▸ READING PASSAGE
————
When breast cancer does strike a woman of a younger age, it’s usually a more aggressive form. To reach young women who may not be actively pursuing information on breast cancer and screening locations, the Virginia Breast Cancer Foundation provides education through schools, and distributes their materials through volunteer groups such as schools, faith-based organizations, community groups, and local book clubs.
In those materials, you’ll find more commonly known facts and information, but also helpful data and statistics that drive home the importance of getting ahead of your health to ensure a healthy, happy life. But what surprises many is the involvement of men in the brochures and pamphlets.
Breast cancer is the 2nd most diagnosed cancer for women, and that’s usually where the breast cancer common knowledge statistics stop. But on average, there are approximately 2,400 new cases of breast cancer in men each year, and about 400 of those cases actually die from the disease. “It’s a lesser number compared to women who are reporting over 200,000 new cases of breast cancer each year, but it’s significant because their breasts are much closer to their lung wall,” warns Sawyer. “An undetected case of breast cancer has the potential to affect so many other tissued areas.”
————
▸ RECORD EXCERPTS
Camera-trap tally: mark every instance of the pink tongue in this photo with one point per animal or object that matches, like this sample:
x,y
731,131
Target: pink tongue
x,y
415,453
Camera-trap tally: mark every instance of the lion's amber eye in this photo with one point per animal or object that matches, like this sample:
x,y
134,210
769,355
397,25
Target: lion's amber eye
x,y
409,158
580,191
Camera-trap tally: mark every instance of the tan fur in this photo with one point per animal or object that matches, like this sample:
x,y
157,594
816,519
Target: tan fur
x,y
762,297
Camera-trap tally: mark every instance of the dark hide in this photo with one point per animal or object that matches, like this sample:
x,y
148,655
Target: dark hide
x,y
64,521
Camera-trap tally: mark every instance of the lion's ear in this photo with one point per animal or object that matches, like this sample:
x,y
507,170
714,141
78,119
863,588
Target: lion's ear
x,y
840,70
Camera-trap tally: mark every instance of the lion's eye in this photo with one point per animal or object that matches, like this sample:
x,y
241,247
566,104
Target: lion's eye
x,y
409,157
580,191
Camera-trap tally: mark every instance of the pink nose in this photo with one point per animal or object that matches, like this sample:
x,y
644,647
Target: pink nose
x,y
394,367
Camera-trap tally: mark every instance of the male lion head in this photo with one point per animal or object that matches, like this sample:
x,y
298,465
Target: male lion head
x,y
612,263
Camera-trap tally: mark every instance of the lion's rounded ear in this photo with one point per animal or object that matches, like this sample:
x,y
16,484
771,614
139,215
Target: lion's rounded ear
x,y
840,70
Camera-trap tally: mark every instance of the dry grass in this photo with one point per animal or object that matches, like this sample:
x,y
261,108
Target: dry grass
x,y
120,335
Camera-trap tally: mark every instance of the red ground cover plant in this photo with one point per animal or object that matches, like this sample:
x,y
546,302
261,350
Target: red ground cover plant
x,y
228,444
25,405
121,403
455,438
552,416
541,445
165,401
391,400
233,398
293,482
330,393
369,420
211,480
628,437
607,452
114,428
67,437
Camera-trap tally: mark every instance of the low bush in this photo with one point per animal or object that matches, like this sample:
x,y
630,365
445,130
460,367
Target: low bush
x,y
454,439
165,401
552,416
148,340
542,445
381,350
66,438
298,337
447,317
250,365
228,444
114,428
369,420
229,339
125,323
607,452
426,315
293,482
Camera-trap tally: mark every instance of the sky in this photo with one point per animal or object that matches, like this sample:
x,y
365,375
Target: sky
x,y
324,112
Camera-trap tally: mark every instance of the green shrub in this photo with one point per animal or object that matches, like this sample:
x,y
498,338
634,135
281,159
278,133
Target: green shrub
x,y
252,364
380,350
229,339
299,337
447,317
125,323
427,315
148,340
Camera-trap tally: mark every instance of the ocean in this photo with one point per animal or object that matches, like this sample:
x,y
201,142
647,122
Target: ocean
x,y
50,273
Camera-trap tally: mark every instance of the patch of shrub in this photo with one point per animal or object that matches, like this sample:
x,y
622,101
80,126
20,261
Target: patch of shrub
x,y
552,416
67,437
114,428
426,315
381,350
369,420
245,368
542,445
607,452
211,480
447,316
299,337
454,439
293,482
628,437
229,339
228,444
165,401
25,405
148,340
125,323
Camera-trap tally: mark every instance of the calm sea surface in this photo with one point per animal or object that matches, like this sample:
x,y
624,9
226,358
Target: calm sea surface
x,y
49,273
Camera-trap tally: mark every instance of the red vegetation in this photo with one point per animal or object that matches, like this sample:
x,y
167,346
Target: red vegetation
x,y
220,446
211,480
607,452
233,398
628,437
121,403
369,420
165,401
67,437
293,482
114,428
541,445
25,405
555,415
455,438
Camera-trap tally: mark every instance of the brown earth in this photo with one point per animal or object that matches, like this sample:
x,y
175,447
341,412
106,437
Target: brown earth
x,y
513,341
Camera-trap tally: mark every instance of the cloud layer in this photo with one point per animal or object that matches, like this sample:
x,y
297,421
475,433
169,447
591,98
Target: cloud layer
————
▸ ACTIVITY LIST
- A) Please condense the paragraph of the breast cancer passage that begins "When breast cancer does strike" into a short bulleted list that keeps its main facts.
- B) According to the breast cancer passage, about how many new cases of breast cancer occur in men each year on average?
Rely only on the breast cancer passage, not on the data.

▸ SOLUTIONS IN ORDER
- A)
- Breast cancer in younger women is usually a more aggressive form.
- The Virginia Breast Cancer Foundation aims to reach young women who may not be seeking information on breast cancer and screening locations.
- It provides education through schools.
- It distributes its materials through volunteer groups such as schools, faith-based organizations, community groups, and local book clubs.

- B) Approximately 2,400.